▶ [Exercise directions] What you return must be exactly the lines from the one containing "Objective — one marker on every instance of the fanned" through the close of the listing, both included.

- Opening Delimiter -

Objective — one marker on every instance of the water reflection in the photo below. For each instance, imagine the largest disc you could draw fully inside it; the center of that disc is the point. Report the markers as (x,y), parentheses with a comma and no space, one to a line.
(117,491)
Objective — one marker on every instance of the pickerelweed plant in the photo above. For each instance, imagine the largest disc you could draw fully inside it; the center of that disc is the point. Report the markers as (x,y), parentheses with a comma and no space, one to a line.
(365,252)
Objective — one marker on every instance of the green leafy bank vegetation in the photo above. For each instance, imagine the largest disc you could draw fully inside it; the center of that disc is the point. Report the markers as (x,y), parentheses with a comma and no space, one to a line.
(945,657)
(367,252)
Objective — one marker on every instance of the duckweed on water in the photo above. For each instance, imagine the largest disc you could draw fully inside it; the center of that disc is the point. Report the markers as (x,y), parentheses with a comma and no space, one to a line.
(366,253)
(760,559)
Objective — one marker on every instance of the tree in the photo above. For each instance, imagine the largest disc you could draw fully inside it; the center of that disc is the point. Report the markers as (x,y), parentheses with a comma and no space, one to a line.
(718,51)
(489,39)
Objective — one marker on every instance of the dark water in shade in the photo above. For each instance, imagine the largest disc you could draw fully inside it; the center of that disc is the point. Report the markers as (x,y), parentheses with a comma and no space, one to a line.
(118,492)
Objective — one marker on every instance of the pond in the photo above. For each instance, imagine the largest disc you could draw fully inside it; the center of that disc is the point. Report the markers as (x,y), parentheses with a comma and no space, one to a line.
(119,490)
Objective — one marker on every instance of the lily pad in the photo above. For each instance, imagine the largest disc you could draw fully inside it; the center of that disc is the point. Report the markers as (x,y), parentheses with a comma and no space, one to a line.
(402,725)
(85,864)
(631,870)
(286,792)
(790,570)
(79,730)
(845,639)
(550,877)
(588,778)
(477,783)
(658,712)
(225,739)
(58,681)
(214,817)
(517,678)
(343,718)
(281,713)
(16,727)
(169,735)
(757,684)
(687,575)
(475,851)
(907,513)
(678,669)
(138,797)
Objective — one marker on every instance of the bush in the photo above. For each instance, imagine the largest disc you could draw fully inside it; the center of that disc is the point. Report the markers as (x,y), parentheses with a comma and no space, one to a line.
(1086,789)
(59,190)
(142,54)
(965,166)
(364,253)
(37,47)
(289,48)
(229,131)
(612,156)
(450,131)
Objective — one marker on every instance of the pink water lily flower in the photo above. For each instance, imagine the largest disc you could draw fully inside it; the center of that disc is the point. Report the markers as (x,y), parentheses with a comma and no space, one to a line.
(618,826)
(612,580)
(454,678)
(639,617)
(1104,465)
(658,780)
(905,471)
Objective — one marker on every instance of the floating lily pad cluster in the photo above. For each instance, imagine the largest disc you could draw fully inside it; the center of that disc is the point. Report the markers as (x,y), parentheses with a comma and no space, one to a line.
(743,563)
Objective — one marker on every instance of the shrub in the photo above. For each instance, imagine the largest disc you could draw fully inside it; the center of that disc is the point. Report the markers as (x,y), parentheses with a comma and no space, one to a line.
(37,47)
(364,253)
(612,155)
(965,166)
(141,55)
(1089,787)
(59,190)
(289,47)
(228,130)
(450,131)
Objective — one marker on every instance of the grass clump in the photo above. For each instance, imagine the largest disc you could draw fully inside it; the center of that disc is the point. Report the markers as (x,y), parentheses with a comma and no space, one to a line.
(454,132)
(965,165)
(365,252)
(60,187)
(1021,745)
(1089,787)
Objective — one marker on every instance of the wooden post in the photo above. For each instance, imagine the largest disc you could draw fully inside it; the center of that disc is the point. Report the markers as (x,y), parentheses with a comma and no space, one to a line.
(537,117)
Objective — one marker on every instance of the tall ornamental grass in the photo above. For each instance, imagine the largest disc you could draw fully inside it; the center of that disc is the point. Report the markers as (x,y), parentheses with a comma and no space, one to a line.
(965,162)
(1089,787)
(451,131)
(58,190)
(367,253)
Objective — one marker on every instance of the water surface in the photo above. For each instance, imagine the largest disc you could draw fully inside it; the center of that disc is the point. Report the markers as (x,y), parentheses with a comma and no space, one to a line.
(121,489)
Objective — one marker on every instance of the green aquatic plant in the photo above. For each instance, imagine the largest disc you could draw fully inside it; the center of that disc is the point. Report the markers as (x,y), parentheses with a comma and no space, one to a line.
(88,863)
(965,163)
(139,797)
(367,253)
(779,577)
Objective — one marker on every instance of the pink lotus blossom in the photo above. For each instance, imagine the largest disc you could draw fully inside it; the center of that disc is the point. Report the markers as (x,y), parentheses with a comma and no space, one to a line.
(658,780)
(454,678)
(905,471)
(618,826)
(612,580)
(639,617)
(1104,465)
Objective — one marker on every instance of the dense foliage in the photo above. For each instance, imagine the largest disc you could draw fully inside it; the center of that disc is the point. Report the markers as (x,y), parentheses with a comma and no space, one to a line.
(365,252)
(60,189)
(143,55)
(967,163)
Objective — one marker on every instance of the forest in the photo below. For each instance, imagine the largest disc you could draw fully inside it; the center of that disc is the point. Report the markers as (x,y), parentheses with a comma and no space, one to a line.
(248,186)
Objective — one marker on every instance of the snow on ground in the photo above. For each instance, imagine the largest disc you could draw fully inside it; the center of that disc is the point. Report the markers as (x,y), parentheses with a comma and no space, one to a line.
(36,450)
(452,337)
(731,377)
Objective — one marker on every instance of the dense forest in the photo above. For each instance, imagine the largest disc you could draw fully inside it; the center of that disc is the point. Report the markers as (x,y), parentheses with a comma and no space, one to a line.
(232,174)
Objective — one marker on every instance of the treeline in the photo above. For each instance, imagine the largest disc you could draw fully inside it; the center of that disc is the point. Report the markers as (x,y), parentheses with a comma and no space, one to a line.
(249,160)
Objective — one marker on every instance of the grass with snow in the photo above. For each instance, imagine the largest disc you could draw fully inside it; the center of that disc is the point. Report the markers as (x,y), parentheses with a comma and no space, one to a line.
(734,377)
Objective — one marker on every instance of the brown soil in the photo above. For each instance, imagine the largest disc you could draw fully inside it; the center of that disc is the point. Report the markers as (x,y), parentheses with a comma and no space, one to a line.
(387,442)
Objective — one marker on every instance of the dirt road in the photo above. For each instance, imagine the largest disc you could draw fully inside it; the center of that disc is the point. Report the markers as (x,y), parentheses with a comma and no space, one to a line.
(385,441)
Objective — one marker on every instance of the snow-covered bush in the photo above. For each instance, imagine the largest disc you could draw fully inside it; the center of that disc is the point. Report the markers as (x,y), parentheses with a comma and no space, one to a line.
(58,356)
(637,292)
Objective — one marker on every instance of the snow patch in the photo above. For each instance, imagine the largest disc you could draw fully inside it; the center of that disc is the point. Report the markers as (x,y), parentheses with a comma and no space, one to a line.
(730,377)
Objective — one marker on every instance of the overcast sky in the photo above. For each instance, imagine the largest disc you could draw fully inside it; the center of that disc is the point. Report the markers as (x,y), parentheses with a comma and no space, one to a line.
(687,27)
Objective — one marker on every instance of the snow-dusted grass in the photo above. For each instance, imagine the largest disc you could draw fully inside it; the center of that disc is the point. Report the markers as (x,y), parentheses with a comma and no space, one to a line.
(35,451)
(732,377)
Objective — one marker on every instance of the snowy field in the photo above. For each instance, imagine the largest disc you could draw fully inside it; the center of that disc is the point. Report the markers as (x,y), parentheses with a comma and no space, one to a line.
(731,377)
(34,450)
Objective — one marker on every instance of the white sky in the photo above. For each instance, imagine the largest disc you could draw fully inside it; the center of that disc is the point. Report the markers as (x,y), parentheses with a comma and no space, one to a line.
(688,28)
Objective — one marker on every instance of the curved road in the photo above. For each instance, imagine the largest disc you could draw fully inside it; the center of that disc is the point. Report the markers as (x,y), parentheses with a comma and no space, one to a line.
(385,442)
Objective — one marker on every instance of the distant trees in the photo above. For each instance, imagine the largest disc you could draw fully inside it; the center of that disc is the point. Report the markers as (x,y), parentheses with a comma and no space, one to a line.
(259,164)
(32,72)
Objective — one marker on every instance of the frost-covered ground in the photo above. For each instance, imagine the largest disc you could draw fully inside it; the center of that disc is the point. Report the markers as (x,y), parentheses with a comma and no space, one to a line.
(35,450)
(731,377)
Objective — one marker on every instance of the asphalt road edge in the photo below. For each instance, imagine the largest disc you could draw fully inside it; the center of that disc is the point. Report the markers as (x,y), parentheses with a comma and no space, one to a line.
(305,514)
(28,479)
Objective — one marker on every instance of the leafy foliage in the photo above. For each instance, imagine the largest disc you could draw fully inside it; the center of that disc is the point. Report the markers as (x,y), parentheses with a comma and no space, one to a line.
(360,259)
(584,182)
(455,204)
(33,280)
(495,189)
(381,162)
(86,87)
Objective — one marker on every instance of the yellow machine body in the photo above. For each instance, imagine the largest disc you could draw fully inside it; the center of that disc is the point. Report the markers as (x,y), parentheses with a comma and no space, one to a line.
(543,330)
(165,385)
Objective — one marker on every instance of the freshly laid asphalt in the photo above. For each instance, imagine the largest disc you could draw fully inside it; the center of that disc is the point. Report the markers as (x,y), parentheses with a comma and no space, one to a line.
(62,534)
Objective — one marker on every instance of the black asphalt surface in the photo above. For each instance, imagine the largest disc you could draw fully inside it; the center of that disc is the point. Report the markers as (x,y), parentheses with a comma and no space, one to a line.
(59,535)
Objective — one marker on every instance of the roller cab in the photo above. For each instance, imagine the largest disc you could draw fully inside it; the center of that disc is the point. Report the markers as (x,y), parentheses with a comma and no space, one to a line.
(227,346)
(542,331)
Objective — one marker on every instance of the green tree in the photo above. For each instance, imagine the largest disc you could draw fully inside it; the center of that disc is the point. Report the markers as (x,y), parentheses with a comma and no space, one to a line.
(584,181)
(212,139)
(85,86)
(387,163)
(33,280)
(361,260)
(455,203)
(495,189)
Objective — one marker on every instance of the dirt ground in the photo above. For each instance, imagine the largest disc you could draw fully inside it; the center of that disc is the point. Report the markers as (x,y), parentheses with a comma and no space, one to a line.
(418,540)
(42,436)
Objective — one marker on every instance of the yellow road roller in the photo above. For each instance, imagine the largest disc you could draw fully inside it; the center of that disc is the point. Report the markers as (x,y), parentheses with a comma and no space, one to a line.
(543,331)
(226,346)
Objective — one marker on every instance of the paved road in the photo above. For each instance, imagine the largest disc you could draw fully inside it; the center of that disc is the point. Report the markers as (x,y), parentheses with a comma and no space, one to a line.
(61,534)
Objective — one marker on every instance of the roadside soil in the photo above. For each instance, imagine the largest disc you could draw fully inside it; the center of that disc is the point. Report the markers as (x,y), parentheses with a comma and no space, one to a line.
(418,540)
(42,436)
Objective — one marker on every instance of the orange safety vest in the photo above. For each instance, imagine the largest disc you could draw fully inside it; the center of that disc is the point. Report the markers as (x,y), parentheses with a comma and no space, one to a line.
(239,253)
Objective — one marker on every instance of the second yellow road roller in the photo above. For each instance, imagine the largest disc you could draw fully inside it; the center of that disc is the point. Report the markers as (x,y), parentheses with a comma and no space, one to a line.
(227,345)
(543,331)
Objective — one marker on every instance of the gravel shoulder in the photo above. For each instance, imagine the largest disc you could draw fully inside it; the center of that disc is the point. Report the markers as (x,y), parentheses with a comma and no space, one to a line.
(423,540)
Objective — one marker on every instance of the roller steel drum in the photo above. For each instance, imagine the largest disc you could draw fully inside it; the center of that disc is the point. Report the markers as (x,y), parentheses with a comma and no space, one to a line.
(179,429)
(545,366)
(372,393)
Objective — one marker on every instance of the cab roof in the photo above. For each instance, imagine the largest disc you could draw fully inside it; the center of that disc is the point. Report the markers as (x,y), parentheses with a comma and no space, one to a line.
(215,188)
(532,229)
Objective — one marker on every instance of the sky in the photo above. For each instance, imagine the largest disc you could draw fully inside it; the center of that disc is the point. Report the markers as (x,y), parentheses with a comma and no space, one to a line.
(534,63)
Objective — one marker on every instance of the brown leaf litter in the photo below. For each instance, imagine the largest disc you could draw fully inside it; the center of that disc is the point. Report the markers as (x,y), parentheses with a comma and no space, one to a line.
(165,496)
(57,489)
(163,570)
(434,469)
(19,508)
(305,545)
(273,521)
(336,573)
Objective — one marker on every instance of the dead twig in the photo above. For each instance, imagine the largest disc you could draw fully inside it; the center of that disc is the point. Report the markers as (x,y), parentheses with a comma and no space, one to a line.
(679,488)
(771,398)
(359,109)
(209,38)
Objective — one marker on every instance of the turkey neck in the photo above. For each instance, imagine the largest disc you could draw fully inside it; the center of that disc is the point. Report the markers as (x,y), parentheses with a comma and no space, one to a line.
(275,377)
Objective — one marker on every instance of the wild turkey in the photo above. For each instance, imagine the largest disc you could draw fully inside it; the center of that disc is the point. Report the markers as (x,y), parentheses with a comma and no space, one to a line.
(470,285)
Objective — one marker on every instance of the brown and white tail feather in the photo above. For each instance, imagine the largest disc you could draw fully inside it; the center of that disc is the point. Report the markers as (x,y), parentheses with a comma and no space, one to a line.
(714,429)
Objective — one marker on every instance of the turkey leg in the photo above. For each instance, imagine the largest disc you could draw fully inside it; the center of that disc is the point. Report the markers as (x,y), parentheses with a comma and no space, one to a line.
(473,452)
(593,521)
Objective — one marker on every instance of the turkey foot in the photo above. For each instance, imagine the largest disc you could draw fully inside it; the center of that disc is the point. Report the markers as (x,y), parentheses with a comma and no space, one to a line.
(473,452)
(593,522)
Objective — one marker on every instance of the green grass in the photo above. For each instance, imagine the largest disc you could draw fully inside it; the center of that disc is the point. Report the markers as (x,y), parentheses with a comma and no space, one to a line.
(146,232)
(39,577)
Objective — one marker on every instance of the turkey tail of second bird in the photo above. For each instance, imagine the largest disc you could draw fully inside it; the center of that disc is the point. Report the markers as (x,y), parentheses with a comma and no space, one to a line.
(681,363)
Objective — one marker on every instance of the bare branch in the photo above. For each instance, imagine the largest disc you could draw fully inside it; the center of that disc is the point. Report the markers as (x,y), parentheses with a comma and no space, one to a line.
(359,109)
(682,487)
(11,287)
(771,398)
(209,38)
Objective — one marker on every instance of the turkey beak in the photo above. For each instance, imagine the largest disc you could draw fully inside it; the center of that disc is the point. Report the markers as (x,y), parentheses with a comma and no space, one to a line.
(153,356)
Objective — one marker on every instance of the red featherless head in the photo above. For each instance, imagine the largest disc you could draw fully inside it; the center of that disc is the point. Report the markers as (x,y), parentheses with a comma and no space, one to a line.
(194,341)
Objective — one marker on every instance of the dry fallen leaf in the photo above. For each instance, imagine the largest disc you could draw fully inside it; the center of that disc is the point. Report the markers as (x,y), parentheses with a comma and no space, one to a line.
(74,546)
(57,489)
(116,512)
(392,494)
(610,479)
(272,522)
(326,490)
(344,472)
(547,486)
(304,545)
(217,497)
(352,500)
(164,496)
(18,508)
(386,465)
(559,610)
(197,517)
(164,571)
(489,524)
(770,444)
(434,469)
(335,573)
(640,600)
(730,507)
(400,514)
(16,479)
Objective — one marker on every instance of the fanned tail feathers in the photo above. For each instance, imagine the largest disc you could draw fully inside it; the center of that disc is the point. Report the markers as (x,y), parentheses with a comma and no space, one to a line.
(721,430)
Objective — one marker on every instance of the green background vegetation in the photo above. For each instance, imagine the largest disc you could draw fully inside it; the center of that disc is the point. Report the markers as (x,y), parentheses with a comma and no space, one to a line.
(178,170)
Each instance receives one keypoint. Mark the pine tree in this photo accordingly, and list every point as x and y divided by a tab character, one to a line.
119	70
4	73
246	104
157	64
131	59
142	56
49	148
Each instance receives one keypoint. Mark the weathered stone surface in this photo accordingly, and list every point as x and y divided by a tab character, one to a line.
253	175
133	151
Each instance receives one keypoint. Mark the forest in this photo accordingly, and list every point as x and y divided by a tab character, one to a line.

- Closing Delimiter -

▶ [Response area]
Objective — one marker on every instance of the fanned tail feathers in the photo above. For each instance, imagine the largest disc you could draw fully inside it; the center of that disc is the point. Report the markers as (x,y), parentheses with a comma and no space, one to a line.
(721,430)
Objective — one marker on every instance of the green background vegetation in the photo above. For each instance, imagine the largest disc you could draw fully inside it; the center of that disc is the point. Report the markers as (x,y), parentheses with a comma and no space, one to a line.
(178,170)
Each instance receives one keypoint. Mark the pine tree in this photo accordingly, and list every point as x and y divided by a tab character, one to a line.
119	70
4	73
246	104
157	64
131	59
142	56
49	148
Each instance receives one keypoint. Mark the weathered stone surface in this photo accordingly, and list every point as x and y divided by a tab character, one to a line.
253	175
133	151
Each instance receives one keypoint. Mark the forest in this photo accordingly, and list every point as x and y divided by a tab character, one to a line.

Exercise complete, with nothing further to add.